__文档正文__.
-- -- --
1.2 DataSourceTransactionManager
DataSourceTransactionManager内部持有一个DataSource对象,通过该对象进行不同数据库的事务管理。
DataSourceTransactionManager有一个JdbcTransactionManager实现类,它与事务管理工作流关系不大,主要用来对JDBC异常进行解析。
2 TransactionDefinition
TransactionDefinition表示事务的配置。
在创建事务时,需要为事务指定配置,就需要传入TransactionDefinition的实现类对象。
在TransactionDefinition中,定义了获取事务配置的方法,Spring通过这些方法获取相关配置。它还定义了事务配置的各个常量。
我们在使用编程式事务时,可以使用DefaultTransactionDefinition实现类,它指定了各个事务配置的默认值:
- 事务传播行为:
PROPAGATION_REQUIRED。 - 事务隔离级别:
ISOLATION_DEFAULT,对于MySQL是可重复读。 - 过期时间:
TIMEOUT_DEFAULT。 - 是否只读:
false。
如果需要修改事务配置,直接更改DefaultTransactionDefinition的对应值即可。
实际上TransactionDefinition本身就会设置各个事务配置的默认值。
-- -- --
__任务要求__.
根据上面这段关于Spring事务管理的文字作答:
(a) DataSourceTransactionManager内部持有什么对象?
(b) JdbcTransactionManager主要用来做什么?
(c) 使用编程式事务时,可以使用哪个实现类?
这些记录是另行提供的独立材料。
-- -- --
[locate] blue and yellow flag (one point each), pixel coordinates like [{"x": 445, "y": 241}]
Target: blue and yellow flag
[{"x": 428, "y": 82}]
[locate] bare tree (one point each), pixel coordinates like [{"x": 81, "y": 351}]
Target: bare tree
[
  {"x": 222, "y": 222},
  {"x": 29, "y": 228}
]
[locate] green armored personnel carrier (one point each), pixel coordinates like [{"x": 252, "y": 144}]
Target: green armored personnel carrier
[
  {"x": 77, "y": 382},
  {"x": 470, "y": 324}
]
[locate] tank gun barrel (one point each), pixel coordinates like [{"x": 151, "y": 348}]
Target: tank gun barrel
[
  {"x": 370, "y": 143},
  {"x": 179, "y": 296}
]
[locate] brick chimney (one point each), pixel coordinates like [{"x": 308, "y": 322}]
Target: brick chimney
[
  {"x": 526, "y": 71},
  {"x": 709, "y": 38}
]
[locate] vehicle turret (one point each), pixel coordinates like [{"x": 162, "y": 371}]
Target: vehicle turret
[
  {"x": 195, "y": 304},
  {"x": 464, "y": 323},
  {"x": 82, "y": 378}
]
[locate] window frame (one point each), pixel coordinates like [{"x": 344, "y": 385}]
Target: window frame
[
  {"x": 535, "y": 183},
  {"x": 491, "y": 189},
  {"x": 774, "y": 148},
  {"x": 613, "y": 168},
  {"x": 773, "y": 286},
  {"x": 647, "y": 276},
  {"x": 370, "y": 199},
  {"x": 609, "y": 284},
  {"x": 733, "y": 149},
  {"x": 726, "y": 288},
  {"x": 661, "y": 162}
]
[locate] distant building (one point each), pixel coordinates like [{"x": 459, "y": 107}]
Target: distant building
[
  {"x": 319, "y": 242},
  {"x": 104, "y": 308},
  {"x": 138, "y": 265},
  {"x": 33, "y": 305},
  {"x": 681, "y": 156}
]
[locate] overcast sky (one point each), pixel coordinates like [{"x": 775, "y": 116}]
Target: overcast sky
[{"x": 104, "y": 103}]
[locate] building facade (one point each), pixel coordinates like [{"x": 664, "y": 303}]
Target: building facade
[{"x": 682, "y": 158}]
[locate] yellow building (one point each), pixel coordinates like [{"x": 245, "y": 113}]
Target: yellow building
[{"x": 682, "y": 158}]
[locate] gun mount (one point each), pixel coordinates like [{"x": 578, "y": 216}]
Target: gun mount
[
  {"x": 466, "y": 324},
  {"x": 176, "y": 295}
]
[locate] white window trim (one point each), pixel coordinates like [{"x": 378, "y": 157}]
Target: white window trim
-- -- --
__练习结果__.
(a) 一个DataSource对象。
(b) 对JDBC异常进行解析。
(c) DefaultTransactionDefinition。